**EXERCISE DETAILS:** Copy every one of the following rows word for word, with no changes.

**GIVEN ENTRIES:**
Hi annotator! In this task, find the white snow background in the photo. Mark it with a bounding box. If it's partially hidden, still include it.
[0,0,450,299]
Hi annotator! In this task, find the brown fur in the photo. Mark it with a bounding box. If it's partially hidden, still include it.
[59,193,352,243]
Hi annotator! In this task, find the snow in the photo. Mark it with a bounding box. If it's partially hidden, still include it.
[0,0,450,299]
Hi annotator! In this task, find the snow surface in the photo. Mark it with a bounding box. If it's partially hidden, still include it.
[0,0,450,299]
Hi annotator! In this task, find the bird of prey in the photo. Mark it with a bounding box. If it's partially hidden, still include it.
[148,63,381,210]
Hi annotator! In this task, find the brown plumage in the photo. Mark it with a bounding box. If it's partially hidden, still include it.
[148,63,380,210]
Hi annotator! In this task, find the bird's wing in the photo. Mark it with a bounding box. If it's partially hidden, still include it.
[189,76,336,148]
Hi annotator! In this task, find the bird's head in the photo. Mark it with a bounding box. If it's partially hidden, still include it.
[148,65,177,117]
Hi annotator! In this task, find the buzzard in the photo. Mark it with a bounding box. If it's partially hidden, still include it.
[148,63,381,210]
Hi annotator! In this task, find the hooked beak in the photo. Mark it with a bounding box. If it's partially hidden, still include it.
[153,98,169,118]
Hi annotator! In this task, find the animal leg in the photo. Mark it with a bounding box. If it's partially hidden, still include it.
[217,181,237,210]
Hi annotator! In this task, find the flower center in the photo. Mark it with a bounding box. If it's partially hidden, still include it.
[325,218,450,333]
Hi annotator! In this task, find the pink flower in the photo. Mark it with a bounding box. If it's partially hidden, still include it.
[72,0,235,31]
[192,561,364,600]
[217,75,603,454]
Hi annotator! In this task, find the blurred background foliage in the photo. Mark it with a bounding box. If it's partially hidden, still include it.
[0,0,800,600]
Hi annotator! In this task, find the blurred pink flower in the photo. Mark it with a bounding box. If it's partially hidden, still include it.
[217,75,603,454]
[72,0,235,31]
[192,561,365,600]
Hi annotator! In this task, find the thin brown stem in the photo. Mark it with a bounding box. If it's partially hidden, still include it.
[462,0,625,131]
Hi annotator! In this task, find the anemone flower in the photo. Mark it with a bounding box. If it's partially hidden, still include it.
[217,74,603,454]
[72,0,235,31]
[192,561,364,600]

**RESULT OF THE EXERCISE:**
Hi annotator! In this task, find the white snow background in the photo. Mark it with a bounding box. If it's partially hidden, still include it.
[0,0,450,299]
Hi annotator! In this task, find the brown fur in the photo. Mark it with a bounding box. If it's partially hidden, still include it.
[59,193,352,243]
Hi annotator! In this task, find the snow in the photo. Mark it with a bounding box. If it's partially hidden, still include it.
[0,0,450,299]
Hi annotator! In this task, find the snow surface in the photo. Mark it with a bounding box. If it's partially hidden, still include it.
[0,0,450,299]
Hi annotator! In this task, find the bird of prey in the photo. Mark it with a bounding box. If it's partially hidden, still include it.
[148,63,381,210]
Hi annotator! In this task, find the brown plumage in the photo. Mark it with a bounding box. If it's partially hidden, still include it.
[148,63,380,210]
Hi annotator! In this task, find the bird's wing in the photo. Mark it with a bounding box. If it's partially hidden, still include it.
[189,76,336,148]
Hi annotator! In this task, find the bird's head in the photo. Mark it with a bounding box. If it's partially hidden, still include it.
[148,65,177,117]
Hi annotator! In this task, find the buzzard in the photo. Mark it with a bounding box. If it's partially hidden, still include it.
[148,63,381,210]
Hi annotator! In this task, find the hooked beak in the photo. Mark it with a bounding box. If it's partially hidden, still include it.
[153,98,169,118]
Hi annotator! In this task, find the animal leg in the photo. Mark it with a bounding box. If it's partially hidden, still include it.
[217,181,237,210]
Hi annotator! In this task, find the flower center in the photo. Mark it with a bounding box. If it's partially hidden, still include it.
[325,218,450,333]
Hi annotator! In this task, find the pink flower in the photo. Mark it with a bounding box. If it's partially hidden, still include it.
[72,0,235,31]
[192,561,364,600]
[217,75,603,454]
Hi annotator! In this task, find the blurred background foliage in the photo. Mark it with a bounding box. If it's partially hidden, still include it.
[0,0,800,600]
Hi annotator! In this task, find the blurred pink flower in the photo. Mark it with a bounding box. If it's partially hidden, still include it.
[217,75,603,454]
[72,0,235,31]
[192,561,365,600]
Hi annotator! In this task, find the thin brown stem in the photo. Mark it with a bounding box. If it's partially hidden, still include it.
[462,0,625,131]
Hi annotator! In this task, find the anemone flower in the photo. Mark it with a bounding box. If it's partially hidden, still include it.
[217,74,603,454]
[72,0,235,31]
[192,561,364,600]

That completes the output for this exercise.